Produce the same data once more, line for line.

*** Opening Given data ***

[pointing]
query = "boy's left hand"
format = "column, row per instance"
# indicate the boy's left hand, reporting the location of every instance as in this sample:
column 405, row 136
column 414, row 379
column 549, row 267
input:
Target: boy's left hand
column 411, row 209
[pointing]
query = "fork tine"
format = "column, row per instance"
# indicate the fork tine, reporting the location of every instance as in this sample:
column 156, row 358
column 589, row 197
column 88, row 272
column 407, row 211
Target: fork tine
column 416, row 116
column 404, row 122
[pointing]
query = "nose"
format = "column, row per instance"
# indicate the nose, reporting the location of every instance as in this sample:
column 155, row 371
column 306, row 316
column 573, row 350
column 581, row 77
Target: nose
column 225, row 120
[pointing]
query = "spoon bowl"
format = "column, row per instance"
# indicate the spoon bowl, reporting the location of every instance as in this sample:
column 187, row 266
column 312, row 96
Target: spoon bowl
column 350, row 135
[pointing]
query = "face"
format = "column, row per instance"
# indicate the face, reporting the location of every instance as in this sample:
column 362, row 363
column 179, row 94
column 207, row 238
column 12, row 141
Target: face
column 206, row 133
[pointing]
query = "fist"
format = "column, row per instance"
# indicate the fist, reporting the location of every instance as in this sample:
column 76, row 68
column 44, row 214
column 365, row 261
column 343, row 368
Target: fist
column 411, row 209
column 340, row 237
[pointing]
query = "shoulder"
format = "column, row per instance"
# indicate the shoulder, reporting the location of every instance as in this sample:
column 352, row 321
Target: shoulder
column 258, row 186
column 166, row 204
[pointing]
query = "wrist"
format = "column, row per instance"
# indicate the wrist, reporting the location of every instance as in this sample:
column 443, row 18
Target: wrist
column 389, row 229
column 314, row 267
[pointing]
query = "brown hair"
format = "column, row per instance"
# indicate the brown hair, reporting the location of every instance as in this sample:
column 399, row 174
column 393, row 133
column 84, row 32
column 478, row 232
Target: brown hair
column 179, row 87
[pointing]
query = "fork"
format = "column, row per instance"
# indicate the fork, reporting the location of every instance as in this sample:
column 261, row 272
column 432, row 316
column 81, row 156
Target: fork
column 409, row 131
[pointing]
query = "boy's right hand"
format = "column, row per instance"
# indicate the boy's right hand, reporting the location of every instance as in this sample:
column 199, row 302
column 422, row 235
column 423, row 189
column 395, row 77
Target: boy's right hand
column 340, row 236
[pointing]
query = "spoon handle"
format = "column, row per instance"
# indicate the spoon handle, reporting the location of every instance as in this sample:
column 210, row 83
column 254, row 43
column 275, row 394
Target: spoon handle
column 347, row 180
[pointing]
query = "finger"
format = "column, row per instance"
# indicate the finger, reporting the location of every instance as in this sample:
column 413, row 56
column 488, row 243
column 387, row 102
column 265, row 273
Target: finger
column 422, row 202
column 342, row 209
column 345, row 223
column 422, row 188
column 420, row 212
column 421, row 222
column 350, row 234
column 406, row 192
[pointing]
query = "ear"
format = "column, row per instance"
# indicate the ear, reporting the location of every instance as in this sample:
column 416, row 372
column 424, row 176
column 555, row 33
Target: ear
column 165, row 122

*** Closing Given data ***

Written reply ->
[pointing]
query = "boy's left hand"
format = "column, row per instance"
# indicate the boy's left hand, reporting the location of every instance as in this sample:
column 405, row 136
column 414, row 379
column 549, row 267
input:
Target: boy's left hand
column 411, row 209
[pointing]
query = "fork tine"
format = "column, row per instance"
# indicate the fork tine, reporting the location of every instance as in this sample:
column 156, row 358
column 589, row 197
column 88, row 272
column 407, row 211
Target: fork tine
column 416, row 116
column 404, row 122
[pointing]
query = "nose"
format = "column, row per instance"
# indicate the nose, reporting the location of every instance as in this sample:
column 155, row 371
column 306, row 316
column 573, row 350
column 581, row 77
Target: nose
column 225, row 120
[pointing]
query = "spoon bowl"
format = "column, row per instance"
# indicate the spoon bowl, reporting the location of every instance as in this sample:
column 187, row 266
column 312, row 96
Target: spoon bowl
column 350, row 135
[pointing]
query = "face"
format = "column, row per instance"
# indicate the face, reporting the location of every instance as in this sample:
column 362, row 363
column 179, row 94
column 207, row 238
column 12, row 141
Target: face
column 206, row 133
[pointing]
query = "fist"
format = "column, row per instance"
# indicate the fist, reporting the location of every instance as in this sample:
column 76, row 68
column 44, row 214
column 365, row 261
column 343, row 368
Target: fist
column 411, row 209
column 340, row 237
[pointing]
query = "shoulder"
format = "column, row per instance"
# indicate the shoulder, reporting the location of every instance as in this sample:
column 352, row 321
Target: shoulder
column 258, row 186
column 166, row 204
[pointing]
query = "wrist"
format = "column, row per instance"
# indicate the wrist, reporting the location of every instance as in this sample:
column 443, row 18
Target: wrist
column 389, row 229
column 314, row 267
[pointing]
query = "brown hair"
format = "column, row per instance"
# indicate the brown hair, reporting the location of every instance as in this sample:
column 399, row 174
column 393, row 133
column 84, row 32
column 478, row 232
Target: brown hair
column 179, row 87
[pointing]
query = "fork"
format = "column, row per instance"
# indicate the fork, reporting the location of every instance as in this sample:
column 261, row 272
column 432, row 316
column 81, row 156
Target: fork
column 409, row 131
[pointing]
query = "boy's right hand"
format = "column, row per instance"
# indicate the boy's right hand, reporting the location of every instance as in this sample:
column 199, row 302
column 422, row 235
column 423, row 189
column 395, row 77
Target: boy's right hand
column 340, row 236
[pointing]
query = "spoon handle"
format = "column, row per instance"
# indicate the spoon handle, reporting the location of every instance as in this sample:
column 210, row 83
column 254, row 43
column 275, row 394
Target: spoon handle
column 347, row 180
[pointing]
query = "finger"
format = "column, row per instance"
# indicate the finger, reporting the location of every instance as in this sample:
column 413, row 56
column 488, row 243
column 387, row 102
column 265, row 273
Target: finger
column 422, row 202
column 342, row 209
column 345, row 223
column 422, row 188
column 420, row 212
column 421, row 222
column 350, row 234
column 406, row 192
[pointing]
query = "ear"
format = "column, row per instance"
# indicate the ear, reporting the location of every instance as in this sample:
column 416, row 372
column 424, row 176
column 555, row 33
Target: ear
column 165, row 122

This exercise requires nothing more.